### Directions
From the first line to the last, write out the records below exactly as they appear.

### Material supplied
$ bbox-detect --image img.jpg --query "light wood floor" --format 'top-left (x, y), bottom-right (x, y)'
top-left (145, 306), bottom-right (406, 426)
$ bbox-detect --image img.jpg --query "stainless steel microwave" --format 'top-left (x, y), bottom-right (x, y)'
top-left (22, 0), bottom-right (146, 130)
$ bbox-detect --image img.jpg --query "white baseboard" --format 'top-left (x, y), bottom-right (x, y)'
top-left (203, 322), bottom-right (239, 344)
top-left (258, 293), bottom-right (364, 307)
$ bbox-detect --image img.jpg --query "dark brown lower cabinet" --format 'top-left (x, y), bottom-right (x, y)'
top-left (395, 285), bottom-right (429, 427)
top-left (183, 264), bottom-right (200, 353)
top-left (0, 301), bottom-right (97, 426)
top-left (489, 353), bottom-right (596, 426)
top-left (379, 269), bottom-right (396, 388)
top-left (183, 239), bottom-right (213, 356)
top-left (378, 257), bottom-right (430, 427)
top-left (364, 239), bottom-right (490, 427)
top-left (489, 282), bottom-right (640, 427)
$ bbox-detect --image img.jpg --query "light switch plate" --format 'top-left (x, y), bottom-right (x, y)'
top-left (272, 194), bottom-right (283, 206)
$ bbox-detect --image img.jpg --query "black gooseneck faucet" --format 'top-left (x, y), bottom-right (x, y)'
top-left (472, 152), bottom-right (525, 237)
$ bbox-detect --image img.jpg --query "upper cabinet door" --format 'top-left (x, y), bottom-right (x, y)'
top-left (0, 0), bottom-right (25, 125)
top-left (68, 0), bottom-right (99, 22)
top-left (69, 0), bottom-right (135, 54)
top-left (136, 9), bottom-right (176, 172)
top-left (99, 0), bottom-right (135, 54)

### Solution to this task
$ bbox-detect --image img.jpg --query "light wood floor" --format 'top-left (x, y), bottom-right (x, y)'
top-left (145, 306), bottom-right (406, 426)
$ bbox-detect --image img.jpg --query "stainless steel microwave" --format 'top-left (x, y), bottom-right (x, y)'
top-left (22, 0), bottom-right (146, 130)
$ bbox-detect --image img.jpg --query "white baseboard" --format 'top-left (x, y), bottom-right (x, y)'
top-left (203, 322), bottom-right (239, 344)
top-left (258, 293), bottom-right (364, 307)
$ bbox-detect --image img.jpg --query "dark brown lower cabinet" --format 'top-left (x, y), bottom-right (x, y)'
top-left (395, 285), bottom-right (429, 427)
top-left (183, 264), bottom-right (200, 353)
top-left (0, 301), bottom-right (97, 426)
top-left (489, 353), bottom-right (596, 426)
top-left (379, 269), bottom-right (396, 388)
top-left (183, 239), bottom-right (213, 356)
top-left (378, 257), bottom-right (430, 427)
top-left (364, 239), bottom-right (490, 427)
top-left (489, 282), bottom-right (640, 427)
$ bbox-detect --image img.jpg --query "light switch plate" --format 'top-left (x, y), bottom-right (x, y)'
top-left (272, 194), bottom-right (283, 206)
$ bbox-detect --image img.jpg --query "black gooseneck faucet" --format 'top-left (x, y), bottom-right (x, y)'
top-left (472, 152), bottom-right (525, 237)
$ bbox-detect --image img.jpg --query "upper cabinet door" --format 'top-left (x, y), bottom-right (x, y)'
top-left (0, 0), bottom-right (25, 125)
top-left (68, 0), bottom-right (99, 22)
top-left (69, 0), bottom-right (135, 54)
top-left (136, 9), bottom-right (176, 172)
top-left (99, 0), bottom-right (135, 54)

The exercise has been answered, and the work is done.